BRANO DEL DOCUMENTO

"Ad Est” è certamente un sodalizio molto particolare sulla scena dell’informazione e della militanza civile, ci spieghi come nasce?
"Ad Est” nasce grazie a un’intuizione della partigiana Vittoria Giunti, che nel 2003 diede a noi ragazzi, che ci eravamo posti all’opposizione dell’allora presidente della regione Salvatore Cuffaro proprio in quella Raffadali che aveva dato i natali ad entrambi, il mezzo per poter combattere quella che poi le sentenze hanno dimostrato essere la più potente famiglia politico-mafiosa dell’isola. Un giornale folle, senza mezzi e senza giornalisti ma un organo di libera informazione, che negli anni ha combattuto la mafiosità e ha creato entusiasmo e futuro.
Si tratta di un progetto totalmente autofinanziato, che oggi può contare 55 edizioni cartacee, oltre 110 mila copie distribuite, la pubblicazioni di due libri, un sito con oltre 100 mila collegamenti, un continuo lavoro per gli "ultimi”, per le periferie, ma soprattutto la presenza di oltre 80 ragazzi che nelle attività del giornale sono cresciuti in piena libertà, e questo nonostante le pressioni psicologiche e le intimidazioni siano state per anni all’ordine del giorno.
Raffadali, il luogo in cui sei nato anche tu, pare davvero un paese crocevia della politica, per la Sicilia, ma non solo…
Raffadali, come Corleone, è uno di quei posti in cui è passata la storia. Uno di quei luoghi diventati simbolo in cui possono nascere le storie più belle o, per nemesi, quelle più tristi. "Piccola Stalingrado” per tutto il secondo dopoguerra, paese di partigiani, leader delle lotte contadine, paese di cultura, biblioteche, teatro, emancipazione femminile; nel mezzo di un contesto, quello della provincia di Agrigento, dove tuttora 37 dei 43 comuni vengono definiti ad alta densità mafiosa, Raffadali ha visto nella metà degli anni Novanta un declino inarrestabile dovuto a quella che oggi può essere chiamata "realpolitik”. Per realizzare il primo governo a guida Ds della storia della Sicilia, Raffadali viene "ceduta”, insieme a tantissime altre cose, a Totò Cuffaro in cambio del suo passaggio nel centro-sinistra. Il nuovo governo di centro-sinistra della regione era guidato da Angelo Capodicasa, originario del paesino Joppolo Giancaxio, ma elettoralmente espressione di Raffadali. Il sogno di Raffadali è stato svenduto, secondo alcuni, "per un bene più alto” che poi non si è realizzato, regalando il 61 a zero al centro-destra nelle politiche del 2001 e ai siciliani i sette anni del governo Cuffaro che hanno avuto l’epilogo con la condanna del 22 gennaio del 2011 per associazione mafiosa dello stesso. Un sogno che però, durante quei sette anni di governo Cuffaro, è stato coltivato in solitudine da un gruppo di persone e che oggi può tornare a rifiorire.

RIGHE DI DATI
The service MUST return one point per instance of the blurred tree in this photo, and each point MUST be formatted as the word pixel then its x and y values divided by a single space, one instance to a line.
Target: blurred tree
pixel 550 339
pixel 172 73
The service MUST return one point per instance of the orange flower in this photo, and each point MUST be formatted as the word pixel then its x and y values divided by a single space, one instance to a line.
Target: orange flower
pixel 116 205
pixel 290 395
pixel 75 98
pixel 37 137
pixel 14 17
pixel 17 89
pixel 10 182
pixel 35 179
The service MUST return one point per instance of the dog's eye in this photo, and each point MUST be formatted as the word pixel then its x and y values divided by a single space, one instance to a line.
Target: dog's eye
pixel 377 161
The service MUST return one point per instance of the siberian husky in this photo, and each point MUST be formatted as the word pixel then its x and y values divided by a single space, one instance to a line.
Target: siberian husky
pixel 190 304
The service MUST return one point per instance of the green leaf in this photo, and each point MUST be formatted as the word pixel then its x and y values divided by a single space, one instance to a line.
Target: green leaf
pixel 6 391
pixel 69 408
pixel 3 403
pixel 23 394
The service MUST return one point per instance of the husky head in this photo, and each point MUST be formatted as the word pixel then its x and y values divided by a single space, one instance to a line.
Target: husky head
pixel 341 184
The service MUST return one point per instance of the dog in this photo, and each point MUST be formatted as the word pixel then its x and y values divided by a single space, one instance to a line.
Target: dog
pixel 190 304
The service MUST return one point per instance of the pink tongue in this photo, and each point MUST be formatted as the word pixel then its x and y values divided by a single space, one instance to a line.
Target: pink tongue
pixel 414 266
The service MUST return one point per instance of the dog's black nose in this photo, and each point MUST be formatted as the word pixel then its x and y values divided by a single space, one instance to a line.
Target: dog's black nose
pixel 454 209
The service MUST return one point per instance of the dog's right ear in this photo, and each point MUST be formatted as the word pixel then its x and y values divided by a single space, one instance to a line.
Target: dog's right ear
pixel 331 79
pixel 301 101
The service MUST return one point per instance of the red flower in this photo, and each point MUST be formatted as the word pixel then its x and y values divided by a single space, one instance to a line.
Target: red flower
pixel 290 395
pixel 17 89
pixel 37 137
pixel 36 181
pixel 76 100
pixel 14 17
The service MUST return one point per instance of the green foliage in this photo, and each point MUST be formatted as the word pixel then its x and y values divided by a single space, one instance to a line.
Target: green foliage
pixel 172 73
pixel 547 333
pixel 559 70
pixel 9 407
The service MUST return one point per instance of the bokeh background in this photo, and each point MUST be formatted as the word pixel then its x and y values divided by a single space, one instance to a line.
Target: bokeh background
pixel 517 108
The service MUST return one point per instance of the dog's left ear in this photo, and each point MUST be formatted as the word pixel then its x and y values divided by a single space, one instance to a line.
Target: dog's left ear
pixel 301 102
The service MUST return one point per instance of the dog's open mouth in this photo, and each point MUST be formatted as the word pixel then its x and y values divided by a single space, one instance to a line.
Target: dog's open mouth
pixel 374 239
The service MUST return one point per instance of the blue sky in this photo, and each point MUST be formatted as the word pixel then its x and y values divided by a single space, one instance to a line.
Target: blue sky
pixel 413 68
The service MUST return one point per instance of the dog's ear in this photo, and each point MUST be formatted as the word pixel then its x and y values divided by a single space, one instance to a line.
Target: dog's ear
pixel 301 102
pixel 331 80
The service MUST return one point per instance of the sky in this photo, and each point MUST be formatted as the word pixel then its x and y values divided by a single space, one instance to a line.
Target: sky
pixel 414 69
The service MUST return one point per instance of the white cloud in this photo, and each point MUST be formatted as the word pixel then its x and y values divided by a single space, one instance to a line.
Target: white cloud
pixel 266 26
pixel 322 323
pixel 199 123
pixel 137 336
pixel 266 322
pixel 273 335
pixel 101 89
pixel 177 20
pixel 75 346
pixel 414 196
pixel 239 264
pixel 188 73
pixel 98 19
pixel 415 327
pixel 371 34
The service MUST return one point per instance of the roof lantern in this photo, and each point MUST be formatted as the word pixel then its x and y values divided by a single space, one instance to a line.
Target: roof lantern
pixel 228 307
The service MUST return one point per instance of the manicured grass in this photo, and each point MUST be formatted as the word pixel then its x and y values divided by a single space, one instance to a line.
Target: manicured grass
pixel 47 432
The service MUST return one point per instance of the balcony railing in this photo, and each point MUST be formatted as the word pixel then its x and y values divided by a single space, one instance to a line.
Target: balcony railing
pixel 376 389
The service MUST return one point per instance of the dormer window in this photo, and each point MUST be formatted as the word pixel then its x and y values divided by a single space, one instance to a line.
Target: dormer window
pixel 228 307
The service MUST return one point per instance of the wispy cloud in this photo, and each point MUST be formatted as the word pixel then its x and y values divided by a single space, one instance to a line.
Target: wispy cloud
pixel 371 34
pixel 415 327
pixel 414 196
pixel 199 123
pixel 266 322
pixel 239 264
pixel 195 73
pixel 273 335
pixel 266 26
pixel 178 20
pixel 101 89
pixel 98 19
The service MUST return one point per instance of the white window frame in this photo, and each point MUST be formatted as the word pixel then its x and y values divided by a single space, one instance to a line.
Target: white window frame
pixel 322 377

ESERCIZI DA SVOLGERE
**1)** Ricopia dall'intervista su «Ad Est» il passo che va da "Si tratta di" a "all’ordine del giorno.".
**2)** Nella frase dell'intervista su «Ad Est» che comincia con «Si tratta di un progetto totalmente autofinanziato», quali dati numerici vengono riportati sui risultati del giornale? Elencali tutti.
**3)** Scrivi il seguito dell'intervista su «Ad Est», partendo subito dopo l'ultima frase riportata.

ESERCIZI RISOLTI
**1)**
Si tratta di un progetto totalmente autofinanziato, che oggi può contare 55 edizioni cartacee, oltre 110 mila copie distribuite, la pubblicazioni di due libri, un sito con oltre 100 mila collegamenti, un continuo lavoro per gli "ultimi”, per le periferie, ma soprattutto la presenza di oltre 80 ragazzi che nelle attività del giornale sono cresciuti in piena libertà, e questo nonostante le pressioni psicologiche e le intimidazioni siano state per anni all’ordine del giorno.

**2)**
- 55 edizioni cartacee
- oltre 110 mila copie distribuite
- due libri pubblicati
- un sito con oltre 100 mila collegamenti
- oltre 80 ragazzi cresciuti nelle attività del giornale

**3)**
Totò Cuffaro è una figura emblematica di una certa Sicilia…
Cuffaro è l’esempio più lampante della sconfitta della politica degli ultimi trenta anni. Uomo carico di voti utilizzati, sia a destra da Berlusconi sia a sinistra dai Ds, per assicurare vita a governi e sottogoverni senza troppo andare per il sottile. Il problema è che nessuno si è mai chiesto da dove venissero quei voti e quanto costasse alla società civile e ai giovani quel modo clientelare di fare politica. Ora, che Cuffaro dovesse le sue fortune a Calogero Mannino (attuale senatore più volte colpito o sfiorato da accuse di mafia) e che avesse chiesto apertamente sostegno elettorale ad Angelo Siino (ministro dei lavori pubblici di Cosa nostra) sin dagli inizi degli anni Novanta è cosa risaputa. Tanti poi ricordano i suoi insulti a Falcone dalla platea del Maurizio Costanzo show poco prima che il magistrato morisse ammazzato.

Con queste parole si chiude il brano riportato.